[Text segment Boundary: Start]

Inequality and competition are the ruling principles of capitalism
Since Helmut Schelsky proclaimed a “leveled middle-class society” in the 1950s, the ‘old’ Federal Republic of Germany has been portrayed as classless. The “elevator” that Ulrich Beck spoke of seemed to be carrying everyone upward in the wake of the economic boom and full employment. However, since the 2008 financial and economic crisis at the latest, this image has become deeply fractured. Amid rising unemployment, politically promoted precarious employment conditions, mounting pressure on workers, and dashed expectations of advancement, notions of a class society seem to appear more and more convincing – even though they had been almost extinct for decades. Whether in literary autobiographies, academic studies, political debates, or surveys (e.g., post-election polls), factory workers, retail employees, logistics center workers, and kindergarten teachers are describing themselves as part of the working class. Such statements are typically provoked by the observation that socioeconomic inequality is becoming more and more significant and that it is painfully limiting people’s life chances.
The gap between the rich and the poor is widening. In Germany, the richest one percent of the population currently owns around 30 percent of the total wealth. Only in the USA is this deep divide more pronounced, and it runs largely parallel to the familiar one between capital and labor: between those who can buy and use the labor power of others to increase their wealth and those who have no other option than to sell their labor power to secure their livelihood.
The working class (i.e. all those who sell their labor power for a living), has grown steadily since the 19th century. Currently comprising over 90 percent of the working population, they all share a fundamentally similar experience with wage labor: they cannot afford to lose their jobs because they lack the assets necessary to make ends meet otherwise. Through their work, they contribute to the profits and wealth of others. They work under external control in companies where decisions about what, how, and for what purpose they should work are not made democratically, but are the preserve of management and company executives.

[Text segment Boundary: End]
[Information supplied Boundary: Start]

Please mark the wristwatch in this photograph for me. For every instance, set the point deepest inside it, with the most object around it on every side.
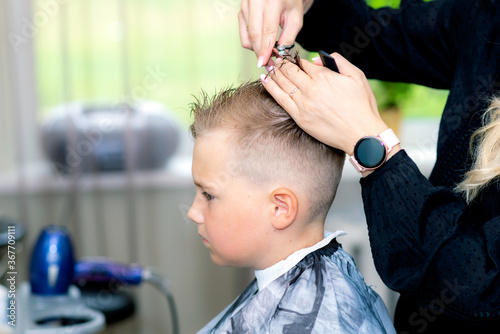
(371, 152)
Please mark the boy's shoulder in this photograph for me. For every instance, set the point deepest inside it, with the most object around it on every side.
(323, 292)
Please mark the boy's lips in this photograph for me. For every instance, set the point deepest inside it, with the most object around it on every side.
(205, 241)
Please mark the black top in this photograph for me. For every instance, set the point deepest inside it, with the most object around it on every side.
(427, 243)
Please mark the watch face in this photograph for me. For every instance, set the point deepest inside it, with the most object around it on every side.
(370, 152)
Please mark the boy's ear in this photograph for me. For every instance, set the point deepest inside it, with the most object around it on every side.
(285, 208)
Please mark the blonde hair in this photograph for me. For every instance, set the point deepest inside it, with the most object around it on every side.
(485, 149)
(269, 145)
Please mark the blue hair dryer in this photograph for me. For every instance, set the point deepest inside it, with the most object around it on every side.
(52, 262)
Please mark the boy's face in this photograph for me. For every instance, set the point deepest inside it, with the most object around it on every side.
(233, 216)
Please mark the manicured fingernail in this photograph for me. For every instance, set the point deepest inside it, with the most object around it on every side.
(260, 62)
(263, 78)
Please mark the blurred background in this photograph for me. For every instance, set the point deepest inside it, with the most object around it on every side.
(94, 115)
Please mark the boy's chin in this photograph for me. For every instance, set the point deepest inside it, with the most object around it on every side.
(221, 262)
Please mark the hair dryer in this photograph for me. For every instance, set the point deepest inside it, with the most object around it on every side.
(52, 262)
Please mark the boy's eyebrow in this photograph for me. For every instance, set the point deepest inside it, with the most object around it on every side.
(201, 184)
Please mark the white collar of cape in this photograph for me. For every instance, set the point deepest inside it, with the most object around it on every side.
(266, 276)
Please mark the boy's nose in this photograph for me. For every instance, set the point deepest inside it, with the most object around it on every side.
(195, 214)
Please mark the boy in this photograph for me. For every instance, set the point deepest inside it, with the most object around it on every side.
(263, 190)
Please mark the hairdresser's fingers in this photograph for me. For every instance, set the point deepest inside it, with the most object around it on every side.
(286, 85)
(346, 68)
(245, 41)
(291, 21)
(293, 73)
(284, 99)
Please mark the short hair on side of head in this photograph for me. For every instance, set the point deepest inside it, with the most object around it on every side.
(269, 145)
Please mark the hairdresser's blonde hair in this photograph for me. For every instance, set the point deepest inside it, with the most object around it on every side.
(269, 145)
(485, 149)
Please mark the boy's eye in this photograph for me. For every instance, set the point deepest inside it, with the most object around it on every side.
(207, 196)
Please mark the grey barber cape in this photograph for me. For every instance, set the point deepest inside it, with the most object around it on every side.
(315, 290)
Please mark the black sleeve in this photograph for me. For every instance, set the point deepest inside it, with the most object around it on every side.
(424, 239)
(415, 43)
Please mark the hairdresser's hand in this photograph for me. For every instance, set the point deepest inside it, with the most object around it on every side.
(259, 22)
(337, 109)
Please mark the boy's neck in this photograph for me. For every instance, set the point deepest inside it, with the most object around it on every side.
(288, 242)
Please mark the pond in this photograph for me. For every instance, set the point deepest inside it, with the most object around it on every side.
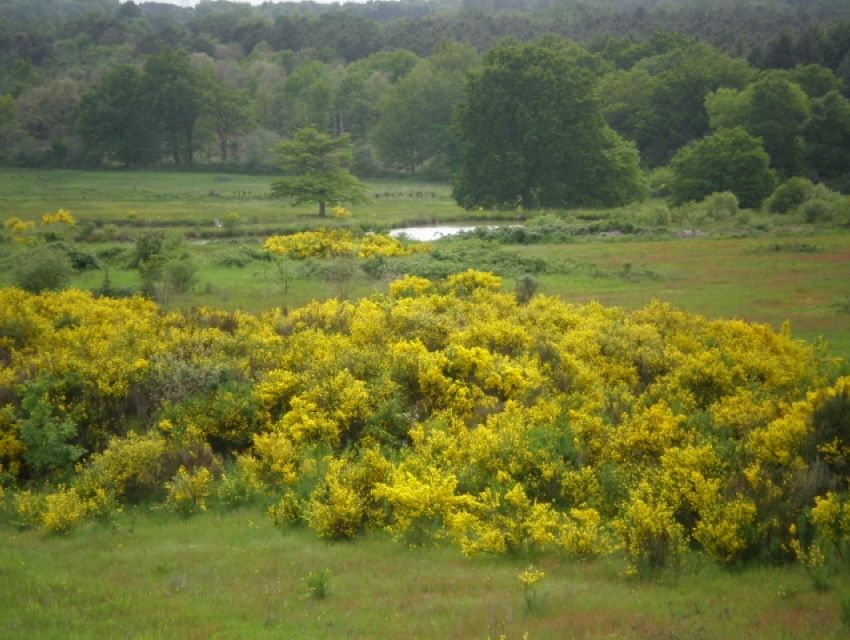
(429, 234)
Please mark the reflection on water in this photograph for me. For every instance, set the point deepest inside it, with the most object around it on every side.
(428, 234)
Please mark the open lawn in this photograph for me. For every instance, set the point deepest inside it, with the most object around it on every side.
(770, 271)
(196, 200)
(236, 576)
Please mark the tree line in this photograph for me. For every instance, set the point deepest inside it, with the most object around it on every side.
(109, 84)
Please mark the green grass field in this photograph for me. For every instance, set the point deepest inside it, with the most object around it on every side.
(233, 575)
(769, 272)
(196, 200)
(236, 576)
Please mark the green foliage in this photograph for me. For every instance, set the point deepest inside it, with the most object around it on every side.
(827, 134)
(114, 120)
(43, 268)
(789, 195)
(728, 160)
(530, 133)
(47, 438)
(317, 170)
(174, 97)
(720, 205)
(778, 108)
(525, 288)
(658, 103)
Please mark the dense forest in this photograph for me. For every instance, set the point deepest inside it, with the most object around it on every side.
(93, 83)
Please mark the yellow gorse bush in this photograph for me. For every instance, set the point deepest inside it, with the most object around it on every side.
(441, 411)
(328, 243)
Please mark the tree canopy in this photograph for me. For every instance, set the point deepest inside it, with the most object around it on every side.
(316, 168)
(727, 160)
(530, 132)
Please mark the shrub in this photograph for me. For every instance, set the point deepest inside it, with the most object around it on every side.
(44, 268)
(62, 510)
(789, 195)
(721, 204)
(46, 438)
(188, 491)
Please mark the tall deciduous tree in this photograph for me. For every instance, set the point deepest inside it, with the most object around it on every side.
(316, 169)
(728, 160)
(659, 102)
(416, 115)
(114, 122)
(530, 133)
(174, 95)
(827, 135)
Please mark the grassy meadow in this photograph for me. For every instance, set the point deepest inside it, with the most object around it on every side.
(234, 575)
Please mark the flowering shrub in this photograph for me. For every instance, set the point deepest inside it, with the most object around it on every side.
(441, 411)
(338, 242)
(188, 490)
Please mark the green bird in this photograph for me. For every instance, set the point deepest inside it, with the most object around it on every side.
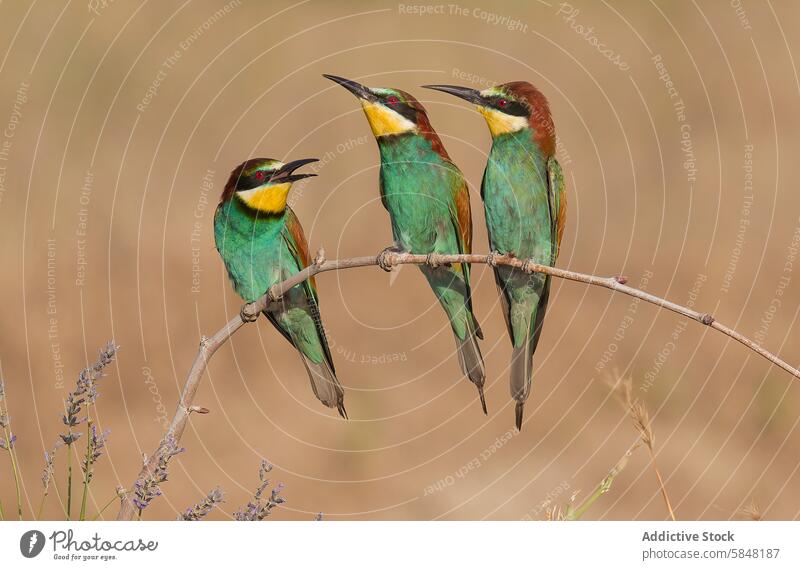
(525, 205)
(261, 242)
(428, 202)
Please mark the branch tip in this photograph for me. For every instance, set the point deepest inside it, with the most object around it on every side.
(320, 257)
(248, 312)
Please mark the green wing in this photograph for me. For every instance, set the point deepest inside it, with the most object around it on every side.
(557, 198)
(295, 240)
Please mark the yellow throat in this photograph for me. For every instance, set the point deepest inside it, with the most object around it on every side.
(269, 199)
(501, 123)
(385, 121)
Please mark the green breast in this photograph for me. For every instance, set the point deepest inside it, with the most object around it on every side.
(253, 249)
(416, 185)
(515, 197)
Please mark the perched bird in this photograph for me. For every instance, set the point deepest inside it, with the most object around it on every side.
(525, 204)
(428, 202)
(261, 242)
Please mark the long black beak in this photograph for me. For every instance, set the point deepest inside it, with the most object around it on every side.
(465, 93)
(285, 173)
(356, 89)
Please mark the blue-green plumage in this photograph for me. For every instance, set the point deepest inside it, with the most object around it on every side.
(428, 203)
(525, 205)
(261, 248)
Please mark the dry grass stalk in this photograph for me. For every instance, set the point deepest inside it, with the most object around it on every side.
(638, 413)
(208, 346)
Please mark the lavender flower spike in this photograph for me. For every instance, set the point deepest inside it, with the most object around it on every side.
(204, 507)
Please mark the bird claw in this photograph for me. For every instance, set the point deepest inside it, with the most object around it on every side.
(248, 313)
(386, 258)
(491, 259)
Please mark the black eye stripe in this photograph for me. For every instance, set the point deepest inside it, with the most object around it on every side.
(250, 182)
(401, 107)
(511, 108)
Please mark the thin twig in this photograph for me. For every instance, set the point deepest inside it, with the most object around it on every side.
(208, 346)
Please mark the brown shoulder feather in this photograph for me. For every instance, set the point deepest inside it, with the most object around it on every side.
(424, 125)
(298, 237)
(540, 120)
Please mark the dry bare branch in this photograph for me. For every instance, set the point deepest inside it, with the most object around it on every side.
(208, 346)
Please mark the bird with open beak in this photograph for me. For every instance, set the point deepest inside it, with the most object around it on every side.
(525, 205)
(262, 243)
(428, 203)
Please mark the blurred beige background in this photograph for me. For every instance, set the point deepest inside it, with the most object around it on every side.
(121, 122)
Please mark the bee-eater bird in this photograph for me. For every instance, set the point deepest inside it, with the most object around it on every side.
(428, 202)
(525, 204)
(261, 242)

[Information supplied Boundary: End]

**Required action 1**
Which occupational groups does the text on inequality and competition under capitalism list as describing themselves as part of the working class?
**Required action 2**
Could you extract the passage of the text on inequality and competition under capitalism from "The working class (i.e." up to and including "and company executives.", word for word?

**Expected answer 1**
factory workers
retail employees
logistics center workers
kindergarten teachers

**Expected answer 2**
The working class (i.e. all those who sell their labor power for a living), has grown steadily since the 19th century. Currently comprising over 90 percent of the working population, they all share a fundamentally similar experience with wage labor: they cannot afford to lose their jobs because they lack the assets necessary to make ends meet otherwise. Through their work, they contribute to the profits and wealth of others. They work under external control in companies where decisions about what, how, and for what purpose they should work are not made democratically, but are the preserve of management and company executives.